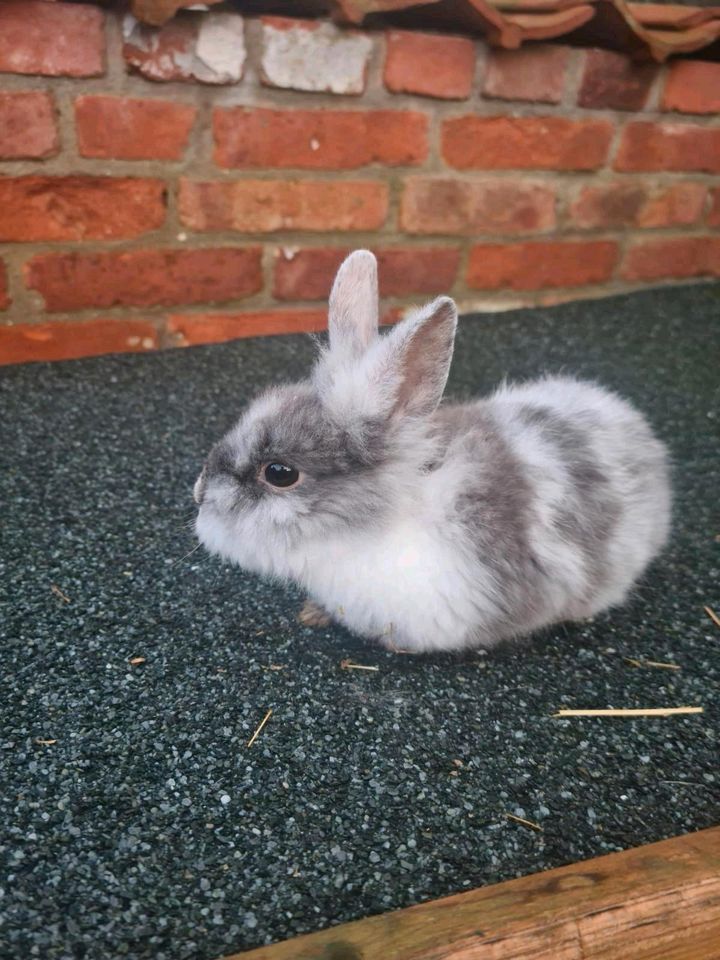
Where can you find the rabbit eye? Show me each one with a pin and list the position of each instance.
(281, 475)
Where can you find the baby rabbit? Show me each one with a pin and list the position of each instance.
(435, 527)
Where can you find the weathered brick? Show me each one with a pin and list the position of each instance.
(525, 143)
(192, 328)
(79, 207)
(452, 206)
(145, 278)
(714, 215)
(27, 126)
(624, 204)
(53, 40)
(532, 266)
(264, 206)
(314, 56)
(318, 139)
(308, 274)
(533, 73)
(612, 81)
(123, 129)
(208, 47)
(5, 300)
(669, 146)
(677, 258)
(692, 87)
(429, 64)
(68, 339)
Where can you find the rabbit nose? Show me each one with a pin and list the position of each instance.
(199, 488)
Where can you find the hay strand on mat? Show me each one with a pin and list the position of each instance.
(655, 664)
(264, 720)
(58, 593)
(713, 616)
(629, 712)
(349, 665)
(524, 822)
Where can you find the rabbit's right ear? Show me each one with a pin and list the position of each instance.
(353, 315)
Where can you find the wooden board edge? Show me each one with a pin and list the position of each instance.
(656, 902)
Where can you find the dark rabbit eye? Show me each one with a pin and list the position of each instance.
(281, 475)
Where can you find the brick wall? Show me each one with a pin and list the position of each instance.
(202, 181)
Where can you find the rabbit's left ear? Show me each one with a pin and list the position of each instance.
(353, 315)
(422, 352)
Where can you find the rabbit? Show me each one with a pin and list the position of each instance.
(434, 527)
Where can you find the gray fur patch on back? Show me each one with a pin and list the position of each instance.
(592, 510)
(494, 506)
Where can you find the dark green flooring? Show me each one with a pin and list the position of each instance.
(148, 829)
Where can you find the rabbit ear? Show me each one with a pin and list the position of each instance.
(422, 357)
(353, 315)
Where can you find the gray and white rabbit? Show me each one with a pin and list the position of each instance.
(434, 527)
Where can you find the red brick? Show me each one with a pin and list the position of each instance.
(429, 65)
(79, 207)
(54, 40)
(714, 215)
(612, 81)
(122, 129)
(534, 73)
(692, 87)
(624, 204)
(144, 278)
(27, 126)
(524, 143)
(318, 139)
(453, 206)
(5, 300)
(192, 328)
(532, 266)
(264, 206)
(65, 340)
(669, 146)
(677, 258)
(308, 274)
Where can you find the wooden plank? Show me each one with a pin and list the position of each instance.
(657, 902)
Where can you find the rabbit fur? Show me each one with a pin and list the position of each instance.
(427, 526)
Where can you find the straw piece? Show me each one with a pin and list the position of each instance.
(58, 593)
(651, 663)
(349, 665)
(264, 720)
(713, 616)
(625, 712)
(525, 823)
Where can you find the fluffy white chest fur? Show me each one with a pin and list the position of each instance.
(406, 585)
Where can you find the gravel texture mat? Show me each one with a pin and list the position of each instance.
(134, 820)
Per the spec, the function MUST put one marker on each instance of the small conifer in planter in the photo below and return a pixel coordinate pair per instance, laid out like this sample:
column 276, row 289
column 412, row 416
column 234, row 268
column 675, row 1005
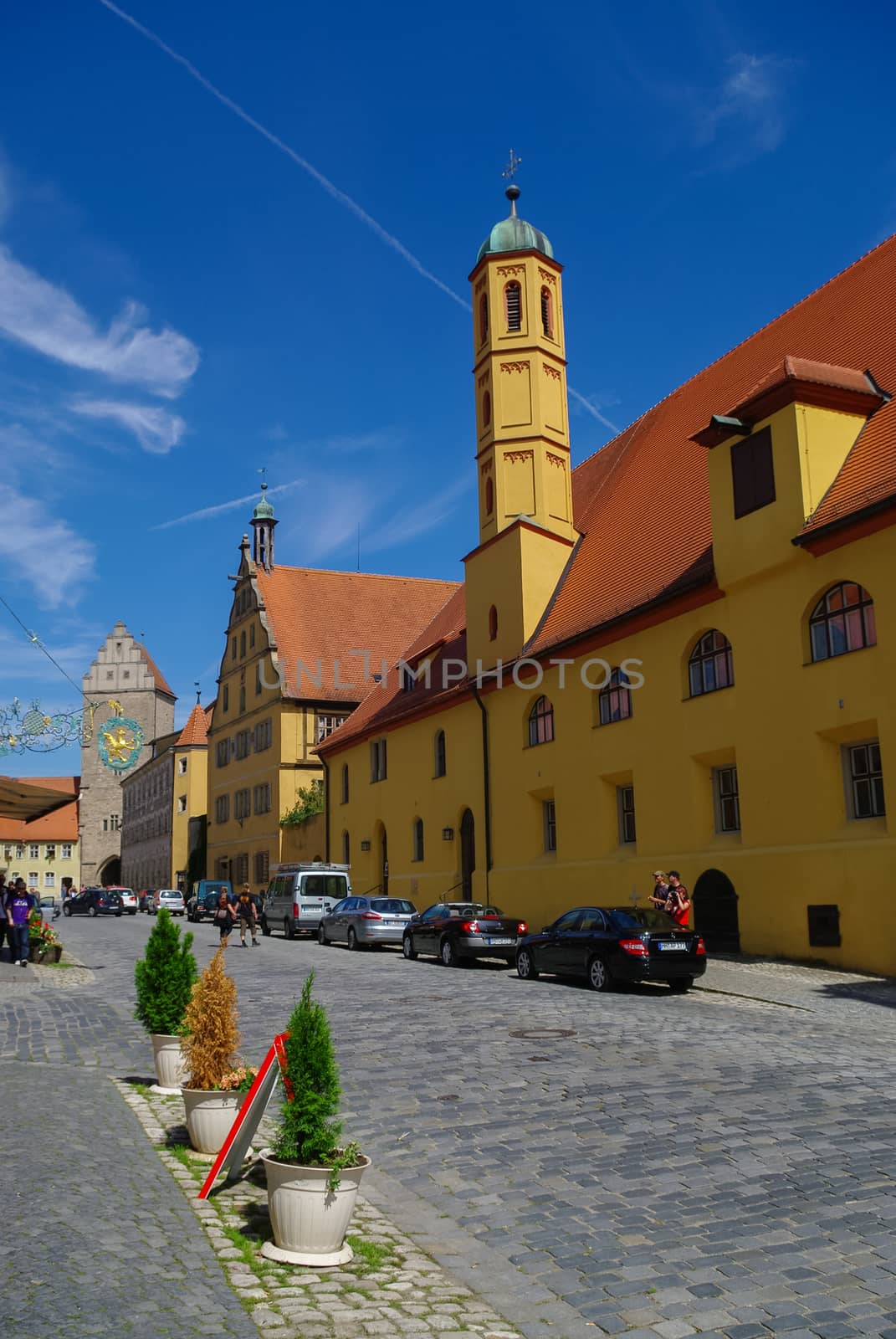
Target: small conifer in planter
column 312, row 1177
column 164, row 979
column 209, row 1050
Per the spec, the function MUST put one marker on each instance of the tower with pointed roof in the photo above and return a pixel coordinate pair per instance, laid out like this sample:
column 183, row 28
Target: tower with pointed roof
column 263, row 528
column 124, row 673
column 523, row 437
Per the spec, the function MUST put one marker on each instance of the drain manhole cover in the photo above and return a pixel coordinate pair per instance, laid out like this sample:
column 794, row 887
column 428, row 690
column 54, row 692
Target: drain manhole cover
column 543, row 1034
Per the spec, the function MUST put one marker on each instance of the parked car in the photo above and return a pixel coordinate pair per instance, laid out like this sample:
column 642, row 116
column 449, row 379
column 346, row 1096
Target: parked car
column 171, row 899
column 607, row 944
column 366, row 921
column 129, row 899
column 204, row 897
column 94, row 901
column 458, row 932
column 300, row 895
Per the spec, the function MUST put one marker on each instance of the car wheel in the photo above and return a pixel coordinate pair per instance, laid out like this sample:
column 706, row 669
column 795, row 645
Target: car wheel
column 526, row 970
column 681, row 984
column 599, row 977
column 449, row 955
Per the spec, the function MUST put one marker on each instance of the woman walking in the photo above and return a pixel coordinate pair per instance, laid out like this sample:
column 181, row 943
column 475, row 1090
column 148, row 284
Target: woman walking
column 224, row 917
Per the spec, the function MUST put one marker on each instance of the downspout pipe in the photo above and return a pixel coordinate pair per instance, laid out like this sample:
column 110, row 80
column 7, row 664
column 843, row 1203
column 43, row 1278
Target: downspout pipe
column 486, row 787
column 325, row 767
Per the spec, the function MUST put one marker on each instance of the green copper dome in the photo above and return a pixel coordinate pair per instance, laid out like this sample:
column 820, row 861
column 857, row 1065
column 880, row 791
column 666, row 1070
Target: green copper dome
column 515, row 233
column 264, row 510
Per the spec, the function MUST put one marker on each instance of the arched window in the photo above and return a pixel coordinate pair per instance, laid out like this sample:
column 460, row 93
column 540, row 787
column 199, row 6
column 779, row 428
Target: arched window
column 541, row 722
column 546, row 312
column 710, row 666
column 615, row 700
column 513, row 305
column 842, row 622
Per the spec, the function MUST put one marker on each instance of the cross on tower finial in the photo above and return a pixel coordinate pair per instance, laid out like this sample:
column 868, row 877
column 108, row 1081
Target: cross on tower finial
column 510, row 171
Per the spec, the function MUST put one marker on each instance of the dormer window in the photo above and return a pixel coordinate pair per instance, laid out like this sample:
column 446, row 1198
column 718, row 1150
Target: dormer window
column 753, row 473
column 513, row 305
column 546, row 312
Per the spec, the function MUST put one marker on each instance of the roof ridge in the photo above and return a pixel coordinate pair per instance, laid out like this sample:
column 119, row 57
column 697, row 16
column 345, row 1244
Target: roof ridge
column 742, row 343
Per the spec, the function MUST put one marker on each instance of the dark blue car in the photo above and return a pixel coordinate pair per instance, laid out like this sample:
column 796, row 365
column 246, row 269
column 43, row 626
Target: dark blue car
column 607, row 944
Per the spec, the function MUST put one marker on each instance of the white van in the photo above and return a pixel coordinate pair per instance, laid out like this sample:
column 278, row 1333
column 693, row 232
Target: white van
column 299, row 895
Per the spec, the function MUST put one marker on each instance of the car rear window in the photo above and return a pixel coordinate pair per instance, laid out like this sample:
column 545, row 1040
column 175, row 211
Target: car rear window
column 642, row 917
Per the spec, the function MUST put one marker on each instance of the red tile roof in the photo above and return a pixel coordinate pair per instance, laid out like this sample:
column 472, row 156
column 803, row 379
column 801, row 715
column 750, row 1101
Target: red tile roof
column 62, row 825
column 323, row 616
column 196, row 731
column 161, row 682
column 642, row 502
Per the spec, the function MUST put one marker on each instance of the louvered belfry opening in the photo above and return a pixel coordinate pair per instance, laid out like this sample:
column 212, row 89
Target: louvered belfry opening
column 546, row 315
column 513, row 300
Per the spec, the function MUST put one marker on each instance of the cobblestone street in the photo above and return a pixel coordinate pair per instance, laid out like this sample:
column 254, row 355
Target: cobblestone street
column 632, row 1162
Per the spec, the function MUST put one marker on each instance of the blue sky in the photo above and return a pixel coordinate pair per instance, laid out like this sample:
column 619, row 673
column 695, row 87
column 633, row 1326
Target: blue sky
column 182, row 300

== == ==

• **Exercise requirements**:
The required answer is the exact run of lines above starting at the line with "Target: woman walking" and ending at the line with "column 843, row 1203", with both ends present.

• **Written solution**:
Target: woman walking
column 224, row 917
Per the spec, the function MUST put one marker on each instance of the downspout pipe in the photo above and return a pixel coordinate pair per instance, laid out like this sample:
column 110, row 80
column 7, row 664
column 843, row 1203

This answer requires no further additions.